→ **Document section**:
________________________

I wrote that years ago when I was first drafting the book’s final chapter, as the “Bradley Manning” story became the complex reality that is Chelsea Manning, as new dissent appeared daily and what had seemed pretty black and white under George W. Bush moulted into a sinister purple glow under Obama. Now, this second, the moving target is the Veterans Against Trump movement birthed in the current uprising; I promised to write about it for Waging Nonviolence, but find myself checking the news after the 100th Night of Protests. Does what happened last night impact what I’m writing now?
Last week, for example, it was the LAPD that shot and killed a man for possessing a handgun. LA was already brimming with BLM even before George Floyd, and their Wall of Vets group following the latter’s lead. The head of that group just got back from the D.C. march and can’t be there. Are these “walls” actually having an effect? One of my key questions.

________________________

→ **Data supplied**:
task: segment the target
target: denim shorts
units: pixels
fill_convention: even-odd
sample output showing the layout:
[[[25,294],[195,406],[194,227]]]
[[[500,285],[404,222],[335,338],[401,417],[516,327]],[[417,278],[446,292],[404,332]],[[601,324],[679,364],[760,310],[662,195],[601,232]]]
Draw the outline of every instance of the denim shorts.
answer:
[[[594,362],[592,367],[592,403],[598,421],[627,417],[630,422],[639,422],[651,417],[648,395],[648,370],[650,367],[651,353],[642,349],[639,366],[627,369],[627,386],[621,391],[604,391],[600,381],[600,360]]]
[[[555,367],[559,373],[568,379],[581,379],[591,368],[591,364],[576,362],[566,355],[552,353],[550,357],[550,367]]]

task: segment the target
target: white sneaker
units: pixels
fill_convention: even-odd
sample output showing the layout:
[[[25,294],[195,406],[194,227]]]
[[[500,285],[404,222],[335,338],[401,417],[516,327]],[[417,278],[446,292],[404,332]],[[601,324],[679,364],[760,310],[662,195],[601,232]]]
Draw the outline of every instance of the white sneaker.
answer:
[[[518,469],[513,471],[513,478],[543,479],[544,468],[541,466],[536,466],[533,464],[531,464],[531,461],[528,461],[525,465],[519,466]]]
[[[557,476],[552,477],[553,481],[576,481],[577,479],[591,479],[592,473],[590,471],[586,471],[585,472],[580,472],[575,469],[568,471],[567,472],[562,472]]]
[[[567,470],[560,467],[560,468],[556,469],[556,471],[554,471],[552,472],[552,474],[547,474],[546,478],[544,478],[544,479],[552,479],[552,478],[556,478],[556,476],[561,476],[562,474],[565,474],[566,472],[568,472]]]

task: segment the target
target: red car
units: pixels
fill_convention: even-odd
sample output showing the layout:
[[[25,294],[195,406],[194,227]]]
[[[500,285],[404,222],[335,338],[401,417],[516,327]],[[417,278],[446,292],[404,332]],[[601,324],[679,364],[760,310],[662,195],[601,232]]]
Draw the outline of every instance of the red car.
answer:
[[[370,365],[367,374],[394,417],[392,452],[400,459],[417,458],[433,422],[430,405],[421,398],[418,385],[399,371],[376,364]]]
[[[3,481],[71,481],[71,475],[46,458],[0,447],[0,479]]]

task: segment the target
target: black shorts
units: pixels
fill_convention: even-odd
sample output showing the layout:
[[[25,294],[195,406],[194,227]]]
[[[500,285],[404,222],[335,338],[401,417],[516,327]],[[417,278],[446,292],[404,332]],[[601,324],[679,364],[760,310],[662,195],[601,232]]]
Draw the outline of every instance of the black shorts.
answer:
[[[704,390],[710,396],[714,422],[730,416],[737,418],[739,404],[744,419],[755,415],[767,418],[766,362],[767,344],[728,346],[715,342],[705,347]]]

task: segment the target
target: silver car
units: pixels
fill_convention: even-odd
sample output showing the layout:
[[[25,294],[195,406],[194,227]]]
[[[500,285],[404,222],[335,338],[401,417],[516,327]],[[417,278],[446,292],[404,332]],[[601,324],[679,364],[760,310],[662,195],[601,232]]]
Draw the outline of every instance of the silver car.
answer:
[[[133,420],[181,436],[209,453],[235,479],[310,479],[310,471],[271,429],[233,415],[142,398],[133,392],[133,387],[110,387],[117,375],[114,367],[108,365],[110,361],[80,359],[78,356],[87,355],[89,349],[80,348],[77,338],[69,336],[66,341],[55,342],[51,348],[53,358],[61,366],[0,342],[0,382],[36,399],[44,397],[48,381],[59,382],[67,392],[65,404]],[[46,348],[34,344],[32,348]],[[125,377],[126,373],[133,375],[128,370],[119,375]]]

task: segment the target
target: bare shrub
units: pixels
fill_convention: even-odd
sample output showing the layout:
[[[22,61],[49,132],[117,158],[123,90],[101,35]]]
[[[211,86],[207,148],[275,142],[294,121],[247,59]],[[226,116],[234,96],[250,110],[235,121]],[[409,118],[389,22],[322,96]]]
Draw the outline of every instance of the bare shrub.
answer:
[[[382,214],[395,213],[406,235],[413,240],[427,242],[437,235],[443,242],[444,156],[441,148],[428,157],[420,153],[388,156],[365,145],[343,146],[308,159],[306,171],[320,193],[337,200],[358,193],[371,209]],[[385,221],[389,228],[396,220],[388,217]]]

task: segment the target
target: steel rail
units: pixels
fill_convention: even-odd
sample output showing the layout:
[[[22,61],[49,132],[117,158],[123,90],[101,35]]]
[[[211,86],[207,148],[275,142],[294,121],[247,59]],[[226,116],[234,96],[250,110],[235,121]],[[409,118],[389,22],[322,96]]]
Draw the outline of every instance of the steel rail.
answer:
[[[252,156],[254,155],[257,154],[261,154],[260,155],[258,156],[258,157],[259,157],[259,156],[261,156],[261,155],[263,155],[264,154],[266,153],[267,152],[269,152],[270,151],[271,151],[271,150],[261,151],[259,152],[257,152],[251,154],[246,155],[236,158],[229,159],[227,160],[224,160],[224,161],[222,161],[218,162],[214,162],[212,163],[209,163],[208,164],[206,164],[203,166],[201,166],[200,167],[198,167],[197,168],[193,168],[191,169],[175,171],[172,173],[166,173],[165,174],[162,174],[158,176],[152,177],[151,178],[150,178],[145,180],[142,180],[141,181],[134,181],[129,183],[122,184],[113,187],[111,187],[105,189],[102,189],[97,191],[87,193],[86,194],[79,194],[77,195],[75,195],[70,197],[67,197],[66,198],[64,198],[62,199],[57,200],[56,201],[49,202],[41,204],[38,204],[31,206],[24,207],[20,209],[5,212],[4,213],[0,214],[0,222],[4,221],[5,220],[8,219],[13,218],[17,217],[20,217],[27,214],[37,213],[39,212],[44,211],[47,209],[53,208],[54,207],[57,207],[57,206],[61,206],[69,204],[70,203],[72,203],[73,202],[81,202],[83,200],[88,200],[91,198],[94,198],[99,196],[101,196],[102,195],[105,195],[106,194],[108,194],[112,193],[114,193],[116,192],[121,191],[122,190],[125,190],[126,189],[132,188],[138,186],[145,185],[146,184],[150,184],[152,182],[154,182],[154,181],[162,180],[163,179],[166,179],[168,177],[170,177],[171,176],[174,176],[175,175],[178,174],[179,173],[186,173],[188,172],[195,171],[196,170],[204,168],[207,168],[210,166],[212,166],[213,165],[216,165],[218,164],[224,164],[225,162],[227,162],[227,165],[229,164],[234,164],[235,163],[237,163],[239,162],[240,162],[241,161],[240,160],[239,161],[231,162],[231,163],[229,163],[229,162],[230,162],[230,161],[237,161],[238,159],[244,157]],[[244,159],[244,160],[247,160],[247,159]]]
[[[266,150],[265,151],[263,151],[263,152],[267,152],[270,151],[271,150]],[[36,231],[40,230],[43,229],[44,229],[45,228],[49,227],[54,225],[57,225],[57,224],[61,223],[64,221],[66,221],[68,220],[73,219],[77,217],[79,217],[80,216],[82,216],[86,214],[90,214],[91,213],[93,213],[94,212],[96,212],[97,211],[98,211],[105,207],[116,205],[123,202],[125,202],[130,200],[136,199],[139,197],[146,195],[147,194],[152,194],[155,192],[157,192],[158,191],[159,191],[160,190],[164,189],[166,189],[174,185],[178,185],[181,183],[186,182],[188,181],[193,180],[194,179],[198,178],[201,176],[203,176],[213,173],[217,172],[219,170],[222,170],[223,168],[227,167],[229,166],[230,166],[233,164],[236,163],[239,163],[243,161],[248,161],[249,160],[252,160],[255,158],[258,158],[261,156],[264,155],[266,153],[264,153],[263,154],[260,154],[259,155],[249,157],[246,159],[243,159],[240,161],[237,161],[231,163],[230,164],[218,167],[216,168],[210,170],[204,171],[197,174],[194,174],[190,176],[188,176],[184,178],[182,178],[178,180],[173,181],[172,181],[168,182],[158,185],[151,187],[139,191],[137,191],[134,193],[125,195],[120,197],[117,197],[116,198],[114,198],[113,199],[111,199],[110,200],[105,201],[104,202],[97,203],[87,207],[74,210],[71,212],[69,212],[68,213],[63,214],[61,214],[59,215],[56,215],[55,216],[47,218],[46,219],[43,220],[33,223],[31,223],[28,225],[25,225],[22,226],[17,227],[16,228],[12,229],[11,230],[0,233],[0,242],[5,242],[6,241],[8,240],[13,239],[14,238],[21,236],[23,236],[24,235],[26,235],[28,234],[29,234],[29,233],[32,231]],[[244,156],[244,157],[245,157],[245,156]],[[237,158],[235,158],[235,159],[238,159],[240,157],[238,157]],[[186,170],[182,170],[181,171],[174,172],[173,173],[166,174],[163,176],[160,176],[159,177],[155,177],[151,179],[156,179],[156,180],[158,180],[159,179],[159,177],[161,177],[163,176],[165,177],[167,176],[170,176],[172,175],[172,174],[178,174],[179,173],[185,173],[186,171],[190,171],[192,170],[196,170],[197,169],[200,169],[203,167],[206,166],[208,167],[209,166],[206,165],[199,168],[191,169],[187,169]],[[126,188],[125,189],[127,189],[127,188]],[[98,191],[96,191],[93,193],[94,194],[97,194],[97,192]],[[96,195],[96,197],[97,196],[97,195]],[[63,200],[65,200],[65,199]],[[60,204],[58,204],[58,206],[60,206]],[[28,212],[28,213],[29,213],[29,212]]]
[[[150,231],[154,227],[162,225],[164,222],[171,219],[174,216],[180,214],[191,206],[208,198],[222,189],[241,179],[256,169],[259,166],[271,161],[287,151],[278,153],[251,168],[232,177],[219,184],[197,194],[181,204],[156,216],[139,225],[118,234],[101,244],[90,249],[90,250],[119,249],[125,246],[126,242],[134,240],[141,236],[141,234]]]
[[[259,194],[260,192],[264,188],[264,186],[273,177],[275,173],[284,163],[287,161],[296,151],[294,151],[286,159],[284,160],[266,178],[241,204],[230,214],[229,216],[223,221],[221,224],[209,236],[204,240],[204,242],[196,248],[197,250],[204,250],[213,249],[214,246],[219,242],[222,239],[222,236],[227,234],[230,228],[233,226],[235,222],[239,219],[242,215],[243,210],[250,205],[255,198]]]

________________________

→ **To-do list**:
#1 For each statement (a), (b), and (c), decide whether it agrees with the excerpt about veterans and protests. Answer yes or no, and quote the deciding words from the text.
(a) The writer promised to write about the Veterans Against Trump movement for Waging Nonviolence.
(b) The LAPD shooting described in the text took place last month.
(c) The writer is checking the news after the 50th Night of Protests.
#2 Print the part of the excerpt about veterans and protests from "I wrote that" to "I’m writing now?".

→ **Responses**:
#1
(a) Yes: "I promised to write about it for Waging Nonviolence"
(b) No: "Last week, for example, it was the LAPD that shot and killed a man for possessing a handgun."
(c) No: "checking the news after the 100th Night of Protests"

#2
I wrote that years ago when I was first drafting the book’s final chapter, as the “Bradley Manning” story became the complex reality that is Chelsea Manning, as new dissent appeared daily and what had seemed pretty black and white under George W. Bush moulted into a sinister purple glow under Obama. Now, this second, the moving target is the Veterans Against Trump movement birthed in the current uprising; I promised to write about it for Waging Nonviolence, but find myself checking the news after the 100th Night of Protests. Does what happened last night impact what I’m writing now?